Document segment:
Tuesday, October 20, 2009

Certain of What We Hope For

Savvy and I were outside for the sunrise today. The grass was iced over, the dahlias destroyed, but there was a lightness to the air that infected the puppy, and she bounded instead of trudged to get her business done.

It's been a while since I've seen the sunrise, and this one was a beauty. In the Tasha days, we'd run down to the road and cross to the farm so we could watch the full glory of colors across the fields and through the branches of the ancient trees. Instead, I settled for the promise of the sunrise, a peek of colors over the trees that block the horizon.

Someday Savvy will be old enough and obedient enough to enjoy the full glory of the sunrise. Until then, I'll hold back...sacrifice my pleasure for her safety. And what sacrifice is that, really?

Friday, October 16, 2009

Never Say Never


Our Accidental Poet asked me the other day if we had snow yet. "Never in October. This is my favorite time of year," I told her. "Leaves blazing, sun warming, wind with just the tiniest pinch of the season. No. Never in October."
I wake this morning, struggle into fleece pants, boots, mittens, two sweatshirts (because I can't find my jacket) and get Savvy out for her first business of the day. Peering through the dark, I see never falling from the sky.

I'm calling it Accidental Snow. Because it's not supposed to happen this way. Too early, I'm not ready, it takes away the beauty of the trees and my last valiant dahlias fighting the inevitable.

There's a space between will and could and never. It's the latter space--between could and never--where God likes to play.

My head can comprehend the could but my heart fears the never, because the closer I get , the more God has to pry my fingers away from the maybe-later.

That snow coming down is today's Accidental Never. With God, it's never accidental. And I'm so afraid of slipping...

Monday, October 12, 2009

Tuesday, October 6, 2009

The Image of the Invisible God

Savvy's second trip outside this morning was around 7 A.M. (Note the second trip...for which I hope to garner much sympathy.) The sun was cresting the trees in the east, leaving no mystery as to its rising. Because of its position, it shone directly on one of our second-floor windows.

As I walked around the lawn, imploring Savvy to do her duty, I discovered a "hot" spot in the air. Given it was a little over forty degrees and the cold mist was still rising from the grass, I was surprised to find such heat. I turned toward the house, realized I was being hit flush in the face by the reflection of the sun off the glass of that second-story window.

Given information:
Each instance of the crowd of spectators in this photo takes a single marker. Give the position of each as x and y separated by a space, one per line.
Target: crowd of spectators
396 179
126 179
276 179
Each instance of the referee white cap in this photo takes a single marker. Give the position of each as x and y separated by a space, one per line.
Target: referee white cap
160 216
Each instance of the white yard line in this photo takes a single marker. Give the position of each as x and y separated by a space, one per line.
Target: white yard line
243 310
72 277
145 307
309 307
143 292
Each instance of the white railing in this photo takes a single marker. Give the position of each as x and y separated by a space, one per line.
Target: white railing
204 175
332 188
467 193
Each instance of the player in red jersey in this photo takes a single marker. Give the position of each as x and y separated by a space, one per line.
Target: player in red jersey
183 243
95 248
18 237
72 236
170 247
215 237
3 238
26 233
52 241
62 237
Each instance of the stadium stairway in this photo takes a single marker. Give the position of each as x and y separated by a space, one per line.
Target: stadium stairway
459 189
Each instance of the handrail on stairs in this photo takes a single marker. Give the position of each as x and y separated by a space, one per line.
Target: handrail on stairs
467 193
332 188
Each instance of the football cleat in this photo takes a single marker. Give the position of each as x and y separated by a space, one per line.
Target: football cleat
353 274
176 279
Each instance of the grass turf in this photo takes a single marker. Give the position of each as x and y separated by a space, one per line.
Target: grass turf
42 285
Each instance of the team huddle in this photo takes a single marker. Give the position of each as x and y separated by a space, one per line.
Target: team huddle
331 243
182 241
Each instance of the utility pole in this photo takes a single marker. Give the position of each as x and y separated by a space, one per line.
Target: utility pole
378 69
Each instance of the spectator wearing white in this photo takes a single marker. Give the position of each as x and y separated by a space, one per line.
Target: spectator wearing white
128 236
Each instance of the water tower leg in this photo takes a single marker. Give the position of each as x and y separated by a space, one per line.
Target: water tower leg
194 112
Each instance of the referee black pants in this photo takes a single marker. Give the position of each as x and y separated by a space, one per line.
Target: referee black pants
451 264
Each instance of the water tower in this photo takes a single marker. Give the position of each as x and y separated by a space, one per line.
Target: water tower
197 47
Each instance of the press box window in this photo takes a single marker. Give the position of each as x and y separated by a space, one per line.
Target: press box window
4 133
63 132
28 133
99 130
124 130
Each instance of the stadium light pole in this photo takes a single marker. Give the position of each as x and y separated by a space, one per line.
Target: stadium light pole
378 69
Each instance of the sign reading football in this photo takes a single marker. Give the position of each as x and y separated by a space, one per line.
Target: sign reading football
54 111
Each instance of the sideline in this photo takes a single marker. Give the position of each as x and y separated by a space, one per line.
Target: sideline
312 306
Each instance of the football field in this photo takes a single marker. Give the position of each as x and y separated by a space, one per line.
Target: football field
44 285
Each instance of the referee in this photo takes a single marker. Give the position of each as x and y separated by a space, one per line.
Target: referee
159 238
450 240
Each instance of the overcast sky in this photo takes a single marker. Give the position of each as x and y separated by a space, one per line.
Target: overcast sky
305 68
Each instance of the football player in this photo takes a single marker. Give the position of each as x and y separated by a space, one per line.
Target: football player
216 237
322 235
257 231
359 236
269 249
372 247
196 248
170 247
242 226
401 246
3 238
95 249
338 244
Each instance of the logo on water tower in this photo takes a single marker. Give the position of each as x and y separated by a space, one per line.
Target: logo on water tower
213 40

Prompt: Return the passage of the October 2009 blog posts from "Savvy and I" up to and including "her business done.", copied word for word.

Expected answer:
Savvy and I were outside for the sunrise today. The grass was iced over, the dahlias destroyed, but there was a lightness to the air that infected the puppy, and she bounded instead of trudged to get her business done.